Written task:
In this exercise, return the whole listing exactly, excluding any images.
─── Recorded data
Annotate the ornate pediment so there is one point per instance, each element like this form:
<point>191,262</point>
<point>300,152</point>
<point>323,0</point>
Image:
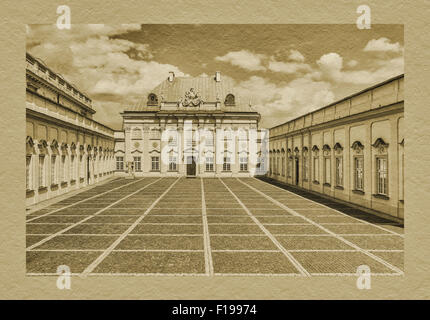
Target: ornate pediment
<point>357,146</point>
<point>381,145</point>
<point>191,99</point>
<point>338,148</point>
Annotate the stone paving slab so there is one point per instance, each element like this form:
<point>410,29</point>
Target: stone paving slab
<point>162,228</point>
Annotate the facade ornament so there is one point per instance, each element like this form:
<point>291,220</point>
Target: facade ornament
<point>381,145</point>
<point>191,99</point>
<point>357,146</point>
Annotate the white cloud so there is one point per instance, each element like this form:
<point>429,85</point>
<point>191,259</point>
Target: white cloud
<point>352,63</point>
<point>288,67</point>
<point>277,103</point>
<point>382,44</point>
<point>296,56</point>
<point>331,67</point>
<point>244,59</point>
<point>114,72</point>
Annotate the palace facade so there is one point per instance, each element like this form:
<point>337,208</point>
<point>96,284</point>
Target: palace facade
<point>65,148</point>
<point>351,150</point>
<point>191,127</point>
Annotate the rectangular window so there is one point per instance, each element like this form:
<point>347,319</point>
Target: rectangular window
<point>120,163</point>
<point>226,164</point>
<point>358,173</point>
<point>289,166</point>
<point>172,163</point>
<point>339,171</point>
<point>316,168</point>
<point>243,163</point>
<point>53,170</point>
<point>82,169</point>
<point>209,141</point>
<point>63,169</point>
<point>137,164</point>
<point>155,163</point>
<point>209,164</point>
<point>72,167</point>
<point>382,176</point>
<point>42,171</point>
<point>28,173</point>
<point>305,168</point>
<point>283,166</point>
<point>327,170</point>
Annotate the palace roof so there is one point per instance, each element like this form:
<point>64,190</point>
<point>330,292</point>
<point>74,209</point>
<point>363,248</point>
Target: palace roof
<point>187,92</point>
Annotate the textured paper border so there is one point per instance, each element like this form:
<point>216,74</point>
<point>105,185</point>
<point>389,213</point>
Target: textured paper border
<point>14,283</point>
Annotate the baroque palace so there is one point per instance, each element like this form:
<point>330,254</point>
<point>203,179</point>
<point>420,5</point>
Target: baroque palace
<point>351,150</point>
<point>65,148</point>
<point>193,127</point>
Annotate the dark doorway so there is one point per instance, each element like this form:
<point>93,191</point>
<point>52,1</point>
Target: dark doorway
<point>88,170</point>
<point>191,166</point>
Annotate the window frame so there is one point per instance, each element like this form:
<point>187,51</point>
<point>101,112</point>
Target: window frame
<point>209,165</point>
<point>119,162</point>
<point>226,165</point>
<point>155,160</point>
<point>355,160</point>
<point>386,179</point>
<point>137,163</point>
<point>243,165</point>
<point>339,172</point>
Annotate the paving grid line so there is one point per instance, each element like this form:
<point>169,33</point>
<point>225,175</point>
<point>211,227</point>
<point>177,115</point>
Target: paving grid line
<point>369,254</point>
<point>295,263</point>
<point>100,258</point>
<point>131,274</point>
<point>371,224</point>
<point>214,250</point>
<point>206,238</point>
<point>89,217</point>
<point>80,201</point>
<point>218,234</point>
<point>118,250</point>
<point>33,274</point>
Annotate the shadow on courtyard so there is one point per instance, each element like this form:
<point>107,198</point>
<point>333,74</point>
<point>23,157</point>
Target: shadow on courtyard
<point>342,207</point>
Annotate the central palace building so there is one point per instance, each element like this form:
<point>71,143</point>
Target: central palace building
<point>351,150</point>
<point>193,127</point>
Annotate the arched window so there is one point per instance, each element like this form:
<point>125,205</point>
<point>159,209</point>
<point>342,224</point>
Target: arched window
<point>229,100</point>
<point>152,100</point>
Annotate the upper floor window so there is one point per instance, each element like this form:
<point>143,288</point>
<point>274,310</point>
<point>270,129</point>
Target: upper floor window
<point>229,100</point>
<point>119,163</point>
<point>243,161</point>
<point>137,163</point>
<point>152,100</point>
<point>358,173</point>
<point>382,175</point>
<point>155,163</point>
<point>28,172</point>
<point>226,164</point>
<point>136,133</point>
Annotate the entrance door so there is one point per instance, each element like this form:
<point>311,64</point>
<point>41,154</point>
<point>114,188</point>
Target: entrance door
<point>191,166</point>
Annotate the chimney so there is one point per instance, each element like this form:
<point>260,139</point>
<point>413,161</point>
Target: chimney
<point>171,76</point>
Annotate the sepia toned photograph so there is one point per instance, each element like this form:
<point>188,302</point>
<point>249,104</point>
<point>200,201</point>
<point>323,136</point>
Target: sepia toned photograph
<point>271,150</point>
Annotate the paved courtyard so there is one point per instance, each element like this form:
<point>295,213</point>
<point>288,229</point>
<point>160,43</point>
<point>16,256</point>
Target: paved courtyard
<point>171,226</point>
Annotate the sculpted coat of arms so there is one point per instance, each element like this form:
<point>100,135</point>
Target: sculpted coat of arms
<point>191,99</point>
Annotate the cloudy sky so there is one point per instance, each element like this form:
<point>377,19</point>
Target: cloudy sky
<point>284,70</point>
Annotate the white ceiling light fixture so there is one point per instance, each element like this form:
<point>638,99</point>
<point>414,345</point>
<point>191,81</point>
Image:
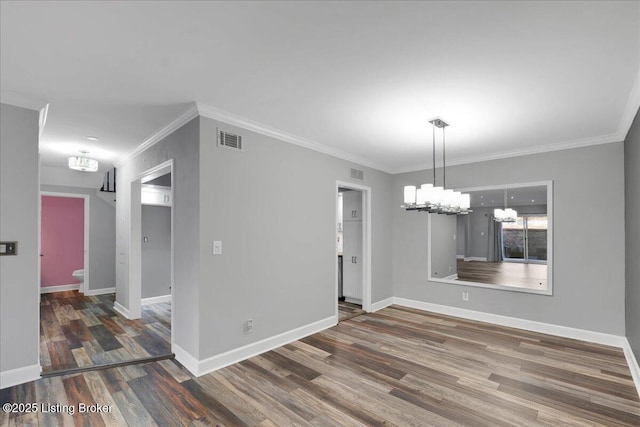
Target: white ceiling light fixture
<point>83,163</point>
<point>505,215</point>
<point>432,199</point>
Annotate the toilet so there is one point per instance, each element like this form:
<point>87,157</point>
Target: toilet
<point>78,275</point>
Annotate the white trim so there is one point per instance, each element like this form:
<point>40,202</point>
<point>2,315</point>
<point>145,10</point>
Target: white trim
<point>239,354</point>
<point>527,151</point>
<point>21,100</point>
<point>101,291</point>
<point>251,125</point>
<point>189,114</point>
<point>514,322</point>
<point>474,258</point>
<point>633,103</point>
<point>633,364</point>
<point>119,308</point>
<point>59,288</point>
<point>376,306</point>
<point>366,242</point>
<point>186,359</point>
<point>19,376</point>
<point>156,300</point>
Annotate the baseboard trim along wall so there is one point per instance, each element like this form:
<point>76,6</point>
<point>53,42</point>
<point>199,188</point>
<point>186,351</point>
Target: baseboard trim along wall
<point>381,304</point>
<point>103,291</point>
<point>59,288</point>
<point>202,367</point>
<point>19,376</point>
<point>633,364</point>
<point>156,300</point>
<point>119,308</point>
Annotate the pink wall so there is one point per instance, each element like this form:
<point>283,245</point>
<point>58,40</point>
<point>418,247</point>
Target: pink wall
<point>62,239</point>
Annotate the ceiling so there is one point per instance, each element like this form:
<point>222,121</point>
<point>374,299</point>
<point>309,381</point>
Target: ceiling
<point>358,78</point>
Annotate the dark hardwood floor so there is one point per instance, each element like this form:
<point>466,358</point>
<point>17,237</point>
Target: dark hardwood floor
<point>347,310</point>
<point>396,367</point>
<point>82,331</point>
<point>531,276</point>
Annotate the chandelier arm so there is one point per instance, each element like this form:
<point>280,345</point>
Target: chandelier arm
<point>433,140</point>
<point>444,164</point>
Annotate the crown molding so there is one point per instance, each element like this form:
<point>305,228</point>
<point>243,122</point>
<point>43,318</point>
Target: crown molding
<point>633,104</point>
<point>21,100</point>
<point>242,122</point>
<point>189,114</point>
<point>540,149</point>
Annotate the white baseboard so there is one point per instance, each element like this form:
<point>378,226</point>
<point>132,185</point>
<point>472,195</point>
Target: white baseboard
<point>186,359</point>
<point>19,376</point>
<point>59,288</point>
<point>102,291</point>
<point>156,300</point>
<point>119,308</point>
<point>475,258</point>
<point>514,322</point>
<point>381,304</point>
<point>633,364</point>
<point>239,354</point>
──────
Full answer:
Annotate the ornate pediment so there is one point per instance, each element like this form:
<point>191,262</point>
<point>300,152</point>
<point>323,0</point>
Image:
Target: ornate pediment
<point>357,146</point>
<point>381,145</point>
<point>191,99</point>
<point>338,148</point>
Annotate the stone paving slab so there is one point per instance, each element like this form:
<point>410,29</point>
Target: stone paving slab
<point>162,228</point>
Annotate the facade ornament so there is one point per instance, each element like this form:
<point>291,220</point>
Target: facade ornament
<point>381,145</point>
<point>191,99</point>
<point>357,146</point>
Annotate the white cloud so there is one point per instance, each element like this form:
<point>429,85</point>
<point>191,259</point>
Target: white cloud
<point>352,63</point>
<point>288,67</point>
<point>277,103</point>
<point>382,44</point>
<point>296,56</point>
<point>331,67</point>
<point>244,59</point>
<point>114,72</point>
Annotate the palace facade so there is one point per instance, each element like this form:
<point>337,208</point>
<point>96,284</point>
Target: palace facade
<point>65,148</point>
<point>351,150</point>
<point>191,127</point>
Annotate the rectangular window so there is one point per instance, each element like this form:
<point>347,319</point>
Target: rectangular window
<point>120,163</point>
<point>226,164</point>
<point>358,173</point>
<point>289,166</point>
<point>172,163</point>
<point>339,171</point>
<point>316,168</point>
<point>243,163</point>
<point>53,170</point>
<point>82,169</point>
<point>209,141</point>
<point>63,169</point>
<point>137,164</point>
<point>155,163</point>
<point>209,164</point>
<point>72,167</point>
<point>382,176</point>
<point>42,171</point>
<point>28,173</point>
<point>305,168</point>
<point>283,166</point>
<point>327,170</point>
Annotate the palace roof so there is one point per instance, each element like this form:
<point>64,190</point>
<point>330,292</point>
<point>74,209</point>
<point>363,248</point>
Target: palace roof
<point>187,92</point>
Annotate the textured paper border so there is one point per instance, each element like this form:
<point>216,74</point>
<point>105,185</point>
<point>389,213</point>
Target: textured paper border
<point>14,283</point>
Annotate the baroque palace so there is one point per instance, each element like this form:
<point>330,254</point>
<point>203,179</point>
<point>420,5</point>
Target: baroque palace
<point>351,150</point>
<point>65,148</point>
<point>193,127</point>
Annotate the dark doorway so there is one point per instance, each element like this form:
<point>93,191</point>
<point>52,1</point>
Target: dark doorway
<point>88,170</point>
<point>191,166</point>
Annotate the window frame so there is one point per instance, each element like this form:
<point>187,51</point>
<point>101,112</point>
Target: window frame
<point>209,165</point>
<point>119,162</point>
<point>226,165</point>
<point>155,160</point>
<point>355,160</point>
<point>386,179</point>
<point>137,163</point>
<point>243,165</point>
<point>339,172</point>
Annotate the paving grid line so there is one point per instance, each element like this form:
<point>169,33</point>
<point>225,175</point>
<point>211,227</point>
<point>177,115</point>
Target: paving grid line
<point>369,254</point>
<point>295,263</point>
<point>100,258</point>
<point>131,274</point>
<point>371,224</point>
<point>214,250</point>
<point>206,238</point>
<point>89,217</point>
<point>80,201</point>
<point>218,234</point>
<point>118,250</point>
<point>33,274</point>
Annotate the shadow on courtyard so there is one point per instance, each element like this form:
<point>107,198</point>
<point>333,74</point>
<point>23,157</point>
Target: shadow on courtyard
<point>342,207</point>
Annotate the central palace building so there is one point per instance, each element like this form:
<point>71,143</point>
Target: central palace building
<point>351,150</point>
<point>193,127</point>
Annotate the arched window so there is one point per instance, each element like this form:
<point>125,205</point>
<point>159,209</point>
<point>342,224</point>
Target: arched window
<point>229,100</point>
<point>152,100</point>
Annotate the upper floor window so there is one point per instance, each element like this form:
<point>143,288</point>
<point>274,310</point>
<point>270,129</point>
Target: upper floor window
<point>229,100</point>
<point>119,163</point>
<point>243,161</point>
<point>137,163</point>
<point>152,100</point>
<point>358,173</point>
<point>382,175</point>
<point>155,163</point>
<point>28,172</point>
<point>226,164</point>
<point>136,133</point>
Annotate the entrance door so there is one point per instance, each element like this form:
<point>311,64</point>
<point>41,154</point>
<point>114,188</point>
Target: entrance door
<point>191,166</point>
Annotate the chimney so there is one point per instance, each element like this form:
<point>260,139</point>
<point>413,161</point>
Target: chimney
<point>171,76</point>
Annotate the sepia toned photograph so there is one point per instance, each element like this form:
<point>188,302</point>
<point>249,104</point>
<point>200,201</point>
<point>323,136</point>
Target: sepia toned photograph
<point>271,150</point>
Annotate the paved courtyard so there is one point per instance, each element like this form:
<point>295,213</point>
<point>288,229</point>
<point>160,43</point>
<point>16,256</point>
Target: paved courtyard
<point>171,226</point>
Annotate the sculpted coat of arms so there is one point per instance, each element like this form:
<point>100,135</point>
Target: sculpted coat of arms
<point>191,99</point>
Annotate the cloudy sky so there is one point per instance, each element like this form:
<point>377,19</point>
Target: cloudy sky
<point>284,70</point>
Annotate the white ceiling light fixture so there is one point per instance, each element like this form:
<point>638,99</point>
<point>414,345</point>
<point>191,81</point>
Image:
Target: white ceiling light fixture
<point>83,163</point>
<point>505,215</point>
<point>432,199</point>
Annotate the toilet so there is one point per instance, each element like this form:
<point>87,157</point>
Target: toilet
<point>78,275</point>
Annotate the white trim so there is one point per instance, each element like this form:
<point>40,202</point>
<point>2,315</point>
<point>145,10</point>
Target: white trim
<point>239,354</point>
<point>527,151</point>
<point>21,100</point>
<point>101,291</point>
<point>251,125</point>
<point>189,114</point>
<point>514,322</point>
<point>474,258</point>
<point>633,103</point>
<point>633,364</point>
<point>119,308</point>
<point>59,288</point>
<point>376,306</point>
<point>366,242</point>
<point>186,359</point>
<point>19,376</point>
<point>156,300</point>
Annotate the baseboard trim along wall so there is one point per instance, each element like this form:
<point>76,6</point>
<point>53,42</point>
<point>199,188</point>
<point>186,351</point>
Target: baseboard trim along wall
<point>381,304</point>
<point>103,291</point>
<point>59,288</point>
<point>202,367</point>
<point>19,376</point>
<point>633,364</point>
<point>156,300</point>
<point>119,308</point>
Annotate the pink wall so there is one point per instance, each element like this form:
<point>283,245</point>
<point>58,40</point>
<point>418,247</point>
Target: pink wall
<point>62,239</point>
Annotate the ceiling so there is one point per instance, each element like this form:
<point>222,121</point>
<point>374,299</point>
<point>309,381</point>
Target: ceiling
<point>358,78</point>
Annotate the dark hardwood floor so there is one point per instance, each element like this form:
<point>466,358</point>
<point>17,237</point>
Target: dark hardwood floor
<point>347,310</point>
<point>396,367</point>
<point>82,331</point>
<point>531,276</point>
Annotate the chandelier arm so there is one point per instance, each element like this form:
<point>280,345</point>
Target: chandelier arm
<point>433,140</point>
<point>444,164</point>
Annotate the crown molding so there is one point per instance, each element like this form:
<point>305,228</point>
<point>243,122</point>
<point>43,318</point>
Target: crown molding
<point>633,104</point>
<point>21,100</point>
<point>242,122</point>
<point>189,114</point>
<point>540,149</point>
Annotate the white baseboard so there is one point per instance, each element like this form:
<point>378,226</point>
<point>132,185</point>
<point>472,195</point>
Target: white baseboard
<point>186,359</point>
<point>19,376</point>
<point>59,288</point>
<point>102,291</point>
<point>156,300</point>
<point>119,308</point>
<point>475,258</point>
<point>514,322</point>
<point>381,304</point>
<point>633,364</point>
<point>239,354</point>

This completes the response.